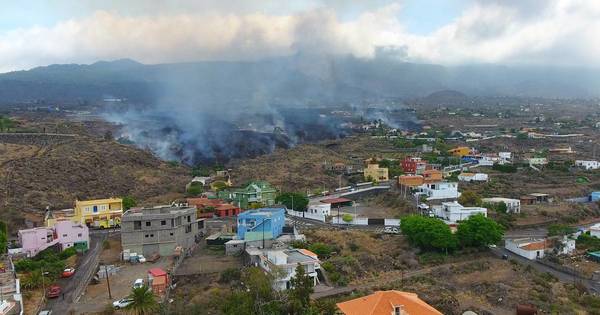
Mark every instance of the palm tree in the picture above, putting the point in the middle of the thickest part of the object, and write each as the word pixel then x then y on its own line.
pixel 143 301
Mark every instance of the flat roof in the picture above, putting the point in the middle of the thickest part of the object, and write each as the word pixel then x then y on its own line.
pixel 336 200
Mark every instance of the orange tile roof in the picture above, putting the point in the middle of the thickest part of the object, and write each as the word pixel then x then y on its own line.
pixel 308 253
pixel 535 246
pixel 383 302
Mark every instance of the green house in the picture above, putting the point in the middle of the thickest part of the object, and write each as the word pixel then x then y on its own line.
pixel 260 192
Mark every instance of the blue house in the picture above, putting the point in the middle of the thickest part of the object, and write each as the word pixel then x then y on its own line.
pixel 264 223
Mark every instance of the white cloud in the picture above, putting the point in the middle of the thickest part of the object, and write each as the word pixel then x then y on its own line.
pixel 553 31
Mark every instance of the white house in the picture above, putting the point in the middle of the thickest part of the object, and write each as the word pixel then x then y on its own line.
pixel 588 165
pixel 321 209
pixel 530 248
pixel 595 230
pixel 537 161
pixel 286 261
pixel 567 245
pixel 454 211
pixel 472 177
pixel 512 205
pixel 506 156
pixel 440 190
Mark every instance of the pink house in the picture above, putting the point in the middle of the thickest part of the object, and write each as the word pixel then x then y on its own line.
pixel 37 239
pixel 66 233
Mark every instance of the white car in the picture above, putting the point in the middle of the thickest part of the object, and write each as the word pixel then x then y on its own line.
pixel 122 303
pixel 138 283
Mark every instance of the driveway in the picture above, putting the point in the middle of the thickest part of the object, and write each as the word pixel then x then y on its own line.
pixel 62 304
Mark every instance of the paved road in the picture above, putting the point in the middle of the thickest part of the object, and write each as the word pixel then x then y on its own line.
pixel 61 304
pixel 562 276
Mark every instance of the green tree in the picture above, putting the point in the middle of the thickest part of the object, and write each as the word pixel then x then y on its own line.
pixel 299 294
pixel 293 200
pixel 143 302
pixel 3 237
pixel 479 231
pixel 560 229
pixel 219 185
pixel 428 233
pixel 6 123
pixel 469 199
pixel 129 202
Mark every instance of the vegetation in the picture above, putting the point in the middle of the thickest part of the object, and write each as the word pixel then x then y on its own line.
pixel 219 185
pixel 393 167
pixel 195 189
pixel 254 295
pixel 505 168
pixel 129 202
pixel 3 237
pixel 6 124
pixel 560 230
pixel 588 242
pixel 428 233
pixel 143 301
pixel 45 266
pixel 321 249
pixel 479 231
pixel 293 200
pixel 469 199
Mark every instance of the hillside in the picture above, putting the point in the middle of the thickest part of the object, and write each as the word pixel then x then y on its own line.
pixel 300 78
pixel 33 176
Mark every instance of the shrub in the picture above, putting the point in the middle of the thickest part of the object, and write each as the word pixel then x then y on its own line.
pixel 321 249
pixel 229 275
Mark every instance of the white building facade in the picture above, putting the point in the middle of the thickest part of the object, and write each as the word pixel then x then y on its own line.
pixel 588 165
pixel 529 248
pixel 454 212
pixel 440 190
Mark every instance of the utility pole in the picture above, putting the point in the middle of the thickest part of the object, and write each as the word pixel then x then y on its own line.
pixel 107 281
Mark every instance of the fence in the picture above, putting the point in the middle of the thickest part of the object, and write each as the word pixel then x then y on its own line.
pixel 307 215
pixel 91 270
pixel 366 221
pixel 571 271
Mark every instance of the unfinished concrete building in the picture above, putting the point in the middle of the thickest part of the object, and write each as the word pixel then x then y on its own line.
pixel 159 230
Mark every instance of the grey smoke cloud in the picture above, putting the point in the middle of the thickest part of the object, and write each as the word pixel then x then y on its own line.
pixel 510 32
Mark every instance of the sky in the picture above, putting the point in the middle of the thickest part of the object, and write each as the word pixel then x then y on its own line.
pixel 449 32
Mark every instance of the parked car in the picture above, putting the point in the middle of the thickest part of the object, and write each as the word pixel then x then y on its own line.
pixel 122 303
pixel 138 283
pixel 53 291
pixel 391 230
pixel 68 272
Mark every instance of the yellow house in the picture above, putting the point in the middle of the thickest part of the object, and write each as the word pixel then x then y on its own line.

Problem statement:
Give back the material word for word and drop the pictures it holds.

Problem solution:
Mark every instance of the palm tree in the picture above, putting the point in the middle of the thickest part of the object, and write each as the word pixel then x then y on its own line.
pixel 143 301
Mark every instance of the flat roof in the picture above, putting the point in the middle of the thickest part of the object, and write each as the word pixel then x then y on its own line.
pixel 336 200
Mark every instance of the orange tile roof in the picture above, putting the point in the middle of the thickest part of the object, and write each as the word pixel then x then y on its own line.
pixel 308 253
pixel 535 246
pixel 383 302
Mark every instance of the green house in the picture above, putting the point in the middle of the thickest part of the object, and write each as the word pixel then x then y on its own line.
pixel 260 192
Mark every instance of the blue house in the picture above, putting the point in the middle of the thickest part of the object, and write each as the word pixel then x then y on its own line.
pixel 264 223
Mark every instance of the white cloud in the picture above, putting the point in the middle of the thickest part of the object, and write each as the word pixel then x then y on its own line.
pixel 553 31
Mark every instance of the white house in the picture above, putting the point in the middle of the thickest part of the object, and write each as the word pixel then x then y on its own line.
pixel 588 165
pixel 321 209
pixel 530 248
pixel 595 230
pixel 537 161
pixel 286 261
pixel 567 245
pixel 454 211
pixel 472 177
pixel 512 205
pixel 506 156
pixel 440 190
Mark every instance of the pink house in the picture above, putting the point in the middle of the thickest part of the object, and write each as the word pixel then x then y on its own line.
pixel 37 239
pixel 66 233
Mark every instance of the white car in the picture above, putting the point in the middle of the thickest part of the object, and write each as the word pixel then x then y on its own line.
pixel 122 303
pixel 138 283
Mark every instance of the driveway in the picture above, putting the point in the middle of the thickest part of the object, and write each as the word pixel then x then y on its own line.
pixel 62 304
Mark every instance of the paved road in the picture above, putting the point in the middle of the thickest part of the object, and write each as the word pixel then x then y on its own line.
pixel 61 304
pixel 562 276
Mark every instance of the green tree in the picture above, putting the point in the middle of the thickest part of the object, and write each as the word pixel then x then y on its own line.
pixel 299 294
pixel 293 200
pixel 143 302
pixel 3 237
pixel 479 231
pixel 560 229
pixel 219 185
pixel 428 233
pixel 6 123
pixel 469 199
pixel 129 202
Mark every instance of the vegetation in the picture above, putting the point in the middle of the thickest part of the object, and write each as the word pixel then x then y on its own line.
pixel 219 185
pixel 393 167
pixel 195 189
pixel 254 295
pixel 505 168
pixel 129 202
pixel 3 237
pixel 6 124
pixel 560 230
pixel 588 242
pixel 428 233
pixel 143 301
pixel 45 266
pixel 321 249
pixel 479 231
pixel 293 200
pixel 469 199
Mark every instance of the hillside in the picture above, putting the point in the middle of the thickest part of the object, and write each as the word pixel then x then y on its own line.
pixel 300 78
pixel 33 176
Mark every instance of the shrub in the picture above, putting the point in the middle of the thickest part of the object, and write each as the word pixel then x then y on its own line.
pixel 321 249
pixel 229 275
Mark every instance of the white building facade in the picture above, putting the point in the middle of the thickest part of the object, and write each as the word pixel then x then y on its own line.
pixel 588 165
pixel 529 248
pixel 454 212
pixel 440 190
Mark every instance of the utility pole in the picture above, putting the point in the middle of the thickest part of the object, and write each as the word pixel then x then y on its own line.
pixel 107 281
Mark every instance of the fence in the picture above, putting the point in the middle of the thickest part of the object, and write each as the word pixel then x then y on its own line.
pixel 307 215
pixel 91 270
pixel 366 221
pixel 571 271
Mark every instance of the unfinished concrete building in the picture above, putting the point in the middle of the thickest part of the object, and write each as the word pixel then x then y on its own line.
pixel 159 230
Mark every instance of the grey smoke cloud in the picture above, putting the point in the middle of the thickest part of the object, and write each as the word pixel then x then y on its own line.
pixel 510 32
Mark every instance of the sky in the picture above, putting the point in the middle of the thickest part of the object, and write each as the word pixel then x then y on its own line.
pixel 449 32
Mark every instance of the parked car in the picture above, putting the point in the middle of the thickest part of the object, and write each as the word pixel then x then y on its own line.
pixel 122 303
pixel 138 283
pixel 53 291
pixel 391 230
pixel 68 272
Mark every instance of the yellow house in the picture above, putting the point in the middle of the thickest part of the object, and write each as the word pixel then x then y on its own line.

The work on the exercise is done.